_Exercise_
Reproduce the records below exactly, but only between the lines holding "Q: Locate the row" and "Q: Locate the window", inclusive.

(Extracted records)
%%
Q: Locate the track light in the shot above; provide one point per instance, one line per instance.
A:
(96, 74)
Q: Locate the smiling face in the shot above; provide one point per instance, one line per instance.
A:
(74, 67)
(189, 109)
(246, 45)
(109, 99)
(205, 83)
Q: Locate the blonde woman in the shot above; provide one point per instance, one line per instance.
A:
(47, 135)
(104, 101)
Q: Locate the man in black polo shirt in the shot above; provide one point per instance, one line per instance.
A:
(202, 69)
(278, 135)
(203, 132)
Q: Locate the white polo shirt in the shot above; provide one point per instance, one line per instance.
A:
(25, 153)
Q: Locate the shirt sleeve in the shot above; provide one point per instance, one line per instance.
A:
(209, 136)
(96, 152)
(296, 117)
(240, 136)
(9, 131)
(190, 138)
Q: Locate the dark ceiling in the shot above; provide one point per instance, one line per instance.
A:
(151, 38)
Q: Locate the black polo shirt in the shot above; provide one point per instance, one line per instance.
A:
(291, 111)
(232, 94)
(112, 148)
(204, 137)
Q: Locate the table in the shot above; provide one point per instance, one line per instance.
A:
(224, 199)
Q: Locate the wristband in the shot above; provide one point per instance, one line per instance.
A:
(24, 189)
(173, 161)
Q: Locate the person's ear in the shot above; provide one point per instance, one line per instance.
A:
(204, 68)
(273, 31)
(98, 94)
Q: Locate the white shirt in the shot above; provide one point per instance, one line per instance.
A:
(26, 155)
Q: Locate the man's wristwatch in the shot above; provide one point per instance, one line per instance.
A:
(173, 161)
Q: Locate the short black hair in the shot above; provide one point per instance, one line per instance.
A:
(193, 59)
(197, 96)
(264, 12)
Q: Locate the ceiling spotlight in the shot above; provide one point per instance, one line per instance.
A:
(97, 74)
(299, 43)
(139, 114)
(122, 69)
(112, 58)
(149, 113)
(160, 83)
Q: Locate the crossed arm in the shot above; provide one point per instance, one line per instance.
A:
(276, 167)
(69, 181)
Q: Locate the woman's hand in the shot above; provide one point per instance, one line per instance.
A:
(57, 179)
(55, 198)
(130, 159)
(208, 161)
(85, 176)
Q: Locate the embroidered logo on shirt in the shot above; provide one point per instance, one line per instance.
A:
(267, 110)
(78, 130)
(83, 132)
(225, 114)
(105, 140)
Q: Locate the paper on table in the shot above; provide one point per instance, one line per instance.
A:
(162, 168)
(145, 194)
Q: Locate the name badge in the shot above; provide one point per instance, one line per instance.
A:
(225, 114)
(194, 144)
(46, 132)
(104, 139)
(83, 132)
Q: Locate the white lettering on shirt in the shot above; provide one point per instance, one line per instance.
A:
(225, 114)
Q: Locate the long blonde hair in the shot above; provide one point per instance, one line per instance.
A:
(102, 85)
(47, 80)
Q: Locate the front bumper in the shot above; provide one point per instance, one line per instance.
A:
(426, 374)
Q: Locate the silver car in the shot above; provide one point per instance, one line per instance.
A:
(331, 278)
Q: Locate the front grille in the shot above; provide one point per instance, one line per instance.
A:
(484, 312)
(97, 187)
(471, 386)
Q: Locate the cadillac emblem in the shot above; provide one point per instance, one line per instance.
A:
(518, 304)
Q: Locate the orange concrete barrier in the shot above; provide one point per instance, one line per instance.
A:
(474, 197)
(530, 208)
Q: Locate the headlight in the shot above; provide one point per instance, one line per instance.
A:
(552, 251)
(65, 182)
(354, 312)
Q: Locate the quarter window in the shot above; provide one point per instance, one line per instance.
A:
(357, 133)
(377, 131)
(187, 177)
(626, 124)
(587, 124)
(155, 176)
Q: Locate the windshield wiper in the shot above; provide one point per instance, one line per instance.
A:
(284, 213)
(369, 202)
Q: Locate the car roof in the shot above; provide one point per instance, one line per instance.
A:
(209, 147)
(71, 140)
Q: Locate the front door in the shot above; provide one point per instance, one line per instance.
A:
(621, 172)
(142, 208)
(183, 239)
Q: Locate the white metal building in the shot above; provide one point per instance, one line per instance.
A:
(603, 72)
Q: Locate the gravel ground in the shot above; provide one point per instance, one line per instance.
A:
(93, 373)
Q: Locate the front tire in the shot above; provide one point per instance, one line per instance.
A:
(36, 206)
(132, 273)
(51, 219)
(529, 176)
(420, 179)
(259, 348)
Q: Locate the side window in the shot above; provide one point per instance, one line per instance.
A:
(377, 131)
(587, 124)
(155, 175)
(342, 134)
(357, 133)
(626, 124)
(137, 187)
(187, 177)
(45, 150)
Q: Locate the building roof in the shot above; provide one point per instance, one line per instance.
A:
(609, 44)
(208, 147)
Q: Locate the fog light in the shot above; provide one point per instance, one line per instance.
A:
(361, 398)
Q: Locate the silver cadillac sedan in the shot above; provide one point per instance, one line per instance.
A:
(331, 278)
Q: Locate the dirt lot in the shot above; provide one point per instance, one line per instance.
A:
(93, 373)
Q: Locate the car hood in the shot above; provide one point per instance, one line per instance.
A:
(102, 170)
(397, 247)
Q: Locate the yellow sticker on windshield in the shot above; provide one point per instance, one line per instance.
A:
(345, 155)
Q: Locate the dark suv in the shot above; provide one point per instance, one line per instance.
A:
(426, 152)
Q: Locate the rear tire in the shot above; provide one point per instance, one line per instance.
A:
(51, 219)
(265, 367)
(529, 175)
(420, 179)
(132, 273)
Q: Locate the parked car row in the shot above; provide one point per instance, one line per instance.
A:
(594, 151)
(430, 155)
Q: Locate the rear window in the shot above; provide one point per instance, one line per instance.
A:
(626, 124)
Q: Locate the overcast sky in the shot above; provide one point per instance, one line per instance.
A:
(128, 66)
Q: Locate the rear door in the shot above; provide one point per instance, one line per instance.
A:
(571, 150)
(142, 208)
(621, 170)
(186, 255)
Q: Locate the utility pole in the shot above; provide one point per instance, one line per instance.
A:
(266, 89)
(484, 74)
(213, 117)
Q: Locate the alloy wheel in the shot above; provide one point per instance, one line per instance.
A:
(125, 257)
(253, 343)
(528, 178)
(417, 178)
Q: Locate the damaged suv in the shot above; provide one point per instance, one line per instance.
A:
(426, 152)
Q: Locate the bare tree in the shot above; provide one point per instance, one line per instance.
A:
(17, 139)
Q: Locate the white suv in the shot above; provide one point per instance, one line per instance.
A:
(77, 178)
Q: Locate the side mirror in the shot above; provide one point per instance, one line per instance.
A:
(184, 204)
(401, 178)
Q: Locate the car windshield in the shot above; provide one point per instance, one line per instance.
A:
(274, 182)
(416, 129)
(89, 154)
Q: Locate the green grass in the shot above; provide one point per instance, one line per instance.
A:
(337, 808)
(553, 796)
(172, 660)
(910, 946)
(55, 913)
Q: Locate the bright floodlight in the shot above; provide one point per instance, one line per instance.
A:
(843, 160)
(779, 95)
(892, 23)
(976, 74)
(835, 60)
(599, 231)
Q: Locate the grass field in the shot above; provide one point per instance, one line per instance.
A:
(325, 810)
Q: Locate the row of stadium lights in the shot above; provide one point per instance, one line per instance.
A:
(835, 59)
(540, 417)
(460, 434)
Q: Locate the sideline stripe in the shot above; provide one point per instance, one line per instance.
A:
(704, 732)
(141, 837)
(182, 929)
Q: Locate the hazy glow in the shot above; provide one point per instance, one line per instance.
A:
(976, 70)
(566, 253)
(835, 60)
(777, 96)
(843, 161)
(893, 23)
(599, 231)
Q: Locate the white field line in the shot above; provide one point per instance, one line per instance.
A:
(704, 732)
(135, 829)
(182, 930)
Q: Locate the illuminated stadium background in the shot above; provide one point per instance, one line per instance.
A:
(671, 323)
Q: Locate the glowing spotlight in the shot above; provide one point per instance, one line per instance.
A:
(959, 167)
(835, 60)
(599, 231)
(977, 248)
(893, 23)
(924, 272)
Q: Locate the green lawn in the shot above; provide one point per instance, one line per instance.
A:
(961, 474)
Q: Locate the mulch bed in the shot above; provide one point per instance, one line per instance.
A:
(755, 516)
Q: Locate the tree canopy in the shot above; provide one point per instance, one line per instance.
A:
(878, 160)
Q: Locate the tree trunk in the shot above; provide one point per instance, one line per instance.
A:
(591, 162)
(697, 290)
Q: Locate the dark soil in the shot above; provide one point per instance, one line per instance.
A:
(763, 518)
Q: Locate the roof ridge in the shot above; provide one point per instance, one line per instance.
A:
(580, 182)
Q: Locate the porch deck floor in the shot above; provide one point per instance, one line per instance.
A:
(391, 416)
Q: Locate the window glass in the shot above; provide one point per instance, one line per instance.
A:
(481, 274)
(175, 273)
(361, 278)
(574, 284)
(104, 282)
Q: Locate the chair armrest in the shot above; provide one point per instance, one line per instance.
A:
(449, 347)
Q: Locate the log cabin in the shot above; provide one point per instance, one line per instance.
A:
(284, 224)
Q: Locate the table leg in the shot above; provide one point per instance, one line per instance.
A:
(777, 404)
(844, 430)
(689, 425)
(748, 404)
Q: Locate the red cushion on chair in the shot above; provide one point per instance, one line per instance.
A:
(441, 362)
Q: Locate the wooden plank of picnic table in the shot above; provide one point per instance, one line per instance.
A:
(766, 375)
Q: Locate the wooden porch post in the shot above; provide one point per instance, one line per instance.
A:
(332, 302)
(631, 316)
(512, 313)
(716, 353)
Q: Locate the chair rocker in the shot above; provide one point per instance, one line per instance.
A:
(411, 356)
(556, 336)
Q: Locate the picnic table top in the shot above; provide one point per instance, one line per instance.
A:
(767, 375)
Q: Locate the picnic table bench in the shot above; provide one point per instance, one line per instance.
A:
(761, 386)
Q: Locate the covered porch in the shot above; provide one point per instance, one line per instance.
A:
%%
_Solution to the exercise_
Q: Locate the row of stadium lights in the shot above; provide one point per instance, one line per instance.
A:
(835, 59)
(540, 417)
(460, 434)
Q: Locate the sideline stripe in the shot above; provide one point per instance, one line per instance.
A:
(704, 732)
(141, 837)
(182, 929)
Q: Locate the hazy glow in the shot above; provide one point per instance, one line per instance.
A:
(976, 70)
(566, 253)
(835, 60)
(777, 96)
(843, 161)
(893, 23)
(599, 231)
Q: Locate the white field line in the shot above; provide one point per instance, one line per instance.
A:
(704, 732)
(135, 829)
(182, 930)
Q: Locate the illuminated stadium background in the shot above; provide one point per instance, one line per instance.
A:
(671, 323)
Q: Locate the glowing spotlight in the shot above; provide one point per instance, one line per instance.
A:
(959, 167)
(835, 60)
(599, 231)
(977, 248)
(893, 23)
(924, 272)
Q: Locate the green lawn in the shot above; provide one point per instance, one line per instance.
A:
(961, 474)
Q: Locate the mulch bed in the shot above; provide one point per instance, one line per instance.
A:
(755, 516)
Q: Locate the tree canopy in the shot above; provide one point per instance, one line per instance.
A:
(878, 160)
Q: Locate the tree trunk in the shot above; provide one point per instance, one line per instance.
A:
(591, 162)
(697, 290)
Q: Locate the dark soil in the shot above; provide one point per instance, one line per instance.
A:
(763, 518)
Q: Locate the roof ridge in the shot above; provide one point per instance, one line per instance.
A:
(580, 182)
Q: Locate the porch deck floor in the shot above; provide one point per instance, one line per instance.
A:
(391, 416)
Q: Locate the window glass in the shot above; provide one point per instance, one line per instance.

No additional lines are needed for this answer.